→ **Dokumentauszug**:
■ ■ ■

Zu diesen Reihen gehören auch großformatige Bilder, wo man kaum auf den eigentlichen Ursprung des Motivs kommt. Wie sind diese Bilder entstanden?
Markus Elsner: In der Tat erkennt kaum jemand in Ausstellungen, was ich da eigentlich fotografiert habe - und das ist auch gut so. Viele Betrachter:innen geraten darüber allzu sehr ins Rätseln, was wohl der Ursprung dieses und jenes Bildes sein könnte und was da technisch passiert sein könnte. Aber darum geht es ja eigentlich nicht. Die Bilder "Im Rausch der Farben" sind sehr intuitiv entstanden und sollen weniger den Kopf und mehr den Bauch ansprechen.
"Eine Glasplatte musste her und das Ganze unter einem herrlichen Knacken, Krachen und Knirschen plattdrücken. Und fertig war mein Fotomotiv"
Natürlich erkläre ich dennoch gern mein Tun: Bei den Eierschalen-Fotos gehe ich recht spielerisch vor und platziere Schalenstücke nach Farbe, Größe, Kontrast und Gegensätzen. Als ich auch nach reichlich Änderungen und Skizzen-Fotos erkannte, dass die Wölbungen der Eier meinen Abstraktionsbemühungen zuwiderliefen, musste noch etwas mit dem dreidimensionalen Arrangement geschehen. Spätestens jetzt kommt der Moment, der sicherlich manch Kinderherz höher schlagen lässt: Eine Glasplatte musste her und das Ganze unter einem herrlichen Knacken, Krachen und Knirschen plattdrücken. Und fertig war mein Fotomotiv. Den allerletzten Schliff bekommen die Fotografien dann mit der Überhöhung der Farben und Kontraste.
In Ausstellungsberichten ist zu lesen, dass es auch einen ganz persönlichen Anstoß im Privaten gibt - in der Familie?
Markus Elsner: Ja, das ist so. Das Schicksal meiner Mutter hat mich auf die Idee mit den Eierschalen gebracht: Sie erkrankte in den 2000er Jahren an Demenz und verlor nach und nach ihre Fähigkeiten, den Alltag zu meistern. Dazu zählte auch das Kochen der Frühstückseier für sich und meinen Vater. Als dieser meiner Mutter nicht mehr über die alltäglichen Ausfälle hinweghelfen konnte und auch starb, überspielte meine Mutter wie manch andere Demenzerkrankte geschickt diese Schwäche: Sie entdeckte im Supermarkt hartgekochte Eier, die nicht nur zu Ostern, sondern das ganze Jahr über in schillernden Farben angeboten werden. Die quälende Frage nach dem Frühstücksei war geklärt.
In den Folgejahren, die ich dann die Geschicke meiner Mutter gemanagt habe, gab es viele Mahlzeiten mit bunten Eiern und natürlich reichlich übriggebliebene Eierschalen. Die warfen wir weg, doch bald geriet ich angesichts der Farben vor dem Mülleimer ins Zögern. Als während der Pflegeheimjahre meiner Mutter bei meinen fast täglichen Besuchen stets ein paar bunte hartgekochte Eier zu den Mitbringseln gehörten, begann ich die Schalen zu sammeln, um sie irgendwann einmal, wie auch immer, fotografisch zu nutzen.

■ ■ ■

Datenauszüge

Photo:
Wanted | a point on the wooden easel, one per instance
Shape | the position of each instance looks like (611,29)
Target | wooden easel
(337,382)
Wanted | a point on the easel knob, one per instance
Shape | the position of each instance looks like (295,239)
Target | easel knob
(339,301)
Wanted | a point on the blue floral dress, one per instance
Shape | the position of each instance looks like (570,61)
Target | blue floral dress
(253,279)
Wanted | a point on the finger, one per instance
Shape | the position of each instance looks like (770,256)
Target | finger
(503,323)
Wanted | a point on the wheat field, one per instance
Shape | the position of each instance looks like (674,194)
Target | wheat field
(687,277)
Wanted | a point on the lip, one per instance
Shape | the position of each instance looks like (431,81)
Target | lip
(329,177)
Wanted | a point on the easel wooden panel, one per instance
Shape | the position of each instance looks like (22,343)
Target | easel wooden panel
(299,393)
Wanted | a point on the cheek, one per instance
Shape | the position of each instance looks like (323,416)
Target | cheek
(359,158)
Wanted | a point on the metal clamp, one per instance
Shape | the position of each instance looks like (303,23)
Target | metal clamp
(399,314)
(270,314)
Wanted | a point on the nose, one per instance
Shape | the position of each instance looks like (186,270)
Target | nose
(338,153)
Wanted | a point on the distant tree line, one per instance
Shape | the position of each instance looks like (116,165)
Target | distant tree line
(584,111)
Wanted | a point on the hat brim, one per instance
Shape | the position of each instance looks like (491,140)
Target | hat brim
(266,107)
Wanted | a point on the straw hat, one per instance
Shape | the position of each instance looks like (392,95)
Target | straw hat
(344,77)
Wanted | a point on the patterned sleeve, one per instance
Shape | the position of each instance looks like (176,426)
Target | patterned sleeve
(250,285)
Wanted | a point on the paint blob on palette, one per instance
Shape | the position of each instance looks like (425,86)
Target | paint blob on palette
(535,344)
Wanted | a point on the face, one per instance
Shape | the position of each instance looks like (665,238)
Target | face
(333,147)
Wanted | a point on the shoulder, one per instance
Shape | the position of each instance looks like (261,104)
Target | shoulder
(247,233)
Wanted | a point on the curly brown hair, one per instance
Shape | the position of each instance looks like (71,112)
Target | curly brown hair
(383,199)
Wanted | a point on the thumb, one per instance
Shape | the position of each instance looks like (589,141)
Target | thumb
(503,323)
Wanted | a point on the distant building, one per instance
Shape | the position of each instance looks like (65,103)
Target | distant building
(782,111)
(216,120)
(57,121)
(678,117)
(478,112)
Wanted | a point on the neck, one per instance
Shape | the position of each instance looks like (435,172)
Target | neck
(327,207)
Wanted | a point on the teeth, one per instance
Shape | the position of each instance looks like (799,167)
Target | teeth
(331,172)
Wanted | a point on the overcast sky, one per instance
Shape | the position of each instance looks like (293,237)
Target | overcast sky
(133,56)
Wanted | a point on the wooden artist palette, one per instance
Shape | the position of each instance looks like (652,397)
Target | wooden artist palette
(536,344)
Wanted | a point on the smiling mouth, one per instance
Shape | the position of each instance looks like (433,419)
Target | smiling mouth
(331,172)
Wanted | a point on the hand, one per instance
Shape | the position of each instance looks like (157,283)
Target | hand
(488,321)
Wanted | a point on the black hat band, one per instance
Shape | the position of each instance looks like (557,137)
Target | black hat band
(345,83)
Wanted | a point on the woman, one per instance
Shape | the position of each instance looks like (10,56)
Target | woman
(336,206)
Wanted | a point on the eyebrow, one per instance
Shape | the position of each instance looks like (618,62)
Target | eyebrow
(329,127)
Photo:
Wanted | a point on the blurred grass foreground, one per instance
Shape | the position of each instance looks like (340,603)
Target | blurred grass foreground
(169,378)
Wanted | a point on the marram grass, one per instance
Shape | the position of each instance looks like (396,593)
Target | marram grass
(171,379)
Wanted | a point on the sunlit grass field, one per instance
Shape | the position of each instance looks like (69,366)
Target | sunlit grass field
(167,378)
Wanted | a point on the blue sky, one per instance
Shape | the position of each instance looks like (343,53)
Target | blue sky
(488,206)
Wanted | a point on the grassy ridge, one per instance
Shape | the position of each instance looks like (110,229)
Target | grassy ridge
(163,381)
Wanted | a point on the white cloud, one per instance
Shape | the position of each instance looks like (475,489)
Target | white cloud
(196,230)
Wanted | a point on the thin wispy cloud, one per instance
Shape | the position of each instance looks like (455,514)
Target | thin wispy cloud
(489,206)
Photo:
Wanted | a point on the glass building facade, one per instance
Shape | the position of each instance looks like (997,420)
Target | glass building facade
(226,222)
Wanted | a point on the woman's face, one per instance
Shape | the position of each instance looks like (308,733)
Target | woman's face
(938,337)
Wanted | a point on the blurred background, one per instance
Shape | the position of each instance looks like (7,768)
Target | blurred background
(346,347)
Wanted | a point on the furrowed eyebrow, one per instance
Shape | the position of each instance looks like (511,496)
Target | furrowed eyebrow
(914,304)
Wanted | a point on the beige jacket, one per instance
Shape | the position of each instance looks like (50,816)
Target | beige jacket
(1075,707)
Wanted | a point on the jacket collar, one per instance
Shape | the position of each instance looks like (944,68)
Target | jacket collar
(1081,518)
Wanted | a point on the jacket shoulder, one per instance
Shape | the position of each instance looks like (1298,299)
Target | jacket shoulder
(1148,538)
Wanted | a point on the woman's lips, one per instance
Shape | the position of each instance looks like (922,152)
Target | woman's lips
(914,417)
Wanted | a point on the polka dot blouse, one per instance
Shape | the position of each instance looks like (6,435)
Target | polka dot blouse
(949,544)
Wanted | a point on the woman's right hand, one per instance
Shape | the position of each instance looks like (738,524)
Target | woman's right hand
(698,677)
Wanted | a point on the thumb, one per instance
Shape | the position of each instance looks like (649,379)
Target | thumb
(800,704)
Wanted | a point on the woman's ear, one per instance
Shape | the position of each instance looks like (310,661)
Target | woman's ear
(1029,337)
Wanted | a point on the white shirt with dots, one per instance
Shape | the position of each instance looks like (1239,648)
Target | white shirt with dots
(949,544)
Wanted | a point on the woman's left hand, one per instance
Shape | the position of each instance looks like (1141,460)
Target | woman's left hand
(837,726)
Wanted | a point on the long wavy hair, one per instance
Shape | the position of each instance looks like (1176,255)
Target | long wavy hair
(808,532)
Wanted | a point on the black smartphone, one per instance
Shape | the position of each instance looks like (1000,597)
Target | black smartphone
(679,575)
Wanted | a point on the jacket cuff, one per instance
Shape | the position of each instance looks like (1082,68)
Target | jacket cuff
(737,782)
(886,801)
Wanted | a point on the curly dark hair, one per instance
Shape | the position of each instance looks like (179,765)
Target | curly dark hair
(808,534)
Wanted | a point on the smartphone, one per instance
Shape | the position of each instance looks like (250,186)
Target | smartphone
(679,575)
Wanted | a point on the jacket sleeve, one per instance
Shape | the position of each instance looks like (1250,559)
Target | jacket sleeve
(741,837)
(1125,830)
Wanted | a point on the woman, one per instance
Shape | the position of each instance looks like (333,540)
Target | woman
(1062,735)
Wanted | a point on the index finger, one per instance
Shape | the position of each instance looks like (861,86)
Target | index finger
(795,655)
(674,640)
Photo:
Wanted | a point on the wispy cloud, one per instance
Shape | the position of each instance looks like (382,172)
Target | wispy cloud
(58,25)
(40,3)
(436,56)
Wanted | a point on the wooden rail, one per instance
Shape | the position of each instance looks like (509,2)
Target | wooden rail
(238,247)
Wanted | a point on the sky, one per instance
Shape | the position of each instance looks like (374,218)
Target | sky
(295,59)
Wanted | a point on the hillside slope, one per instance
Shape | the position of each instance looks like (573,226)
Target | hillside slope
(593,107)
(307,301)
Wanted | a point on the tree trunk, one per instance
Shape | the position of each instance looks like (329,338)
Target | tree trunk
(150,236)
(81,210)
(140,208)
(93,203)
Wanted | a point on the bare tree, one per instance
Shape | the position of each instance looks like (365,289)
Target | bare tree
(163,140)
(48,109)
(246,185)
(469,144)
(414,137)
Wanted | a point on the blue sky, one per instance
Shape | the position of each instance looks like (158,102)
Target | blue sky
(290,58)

■ ■ ■

→ **Ihre Aufgaben**:
(A) Schreiben Sie einen Abschnitt aus dem Interview wortgetreu ab. Beginnen Sie bei den Worten „Markus Elsner: In“ und hören Sie nach den Worten „den Bauch ansprechen.“ auf.
(B) In welchem Jahrzehnt erkrankte laut dem Interview die Mutter von Markus Elsner an Demenz?
(C) Übersetzen Sie den folgenden Satz aus dem Interview ins Englische: „Den allerletzten Schliff bekommen die Fotografien dann mit der Überhöhung der Farben und Kontraste.“

→ **Antworten nach Nummer**:
(A)
Markus Elsner: In der Tat erkennt kaum jemand in Ausstellungen, was ich da eigentlich fotografiert habe - und das ist auch gut so. Viele Betrachter:innen geraten darüber allzu sehr ins Rätseln, was wohl der Ursprung dieses und jenes Bildes sein könnte und was da technisch passiert sein könnte. Aber darum geht es ja eigentlich nicht. Die Bilder "Im Rausch der Farben" sind sehr intuitiv entstanden und sollen weniger den Kopf und mehr den Bauch ansprechen.

(B) In den 2000er Jahren.

(C) The photographs then get their very final touch through the heightening of colors and contrasts.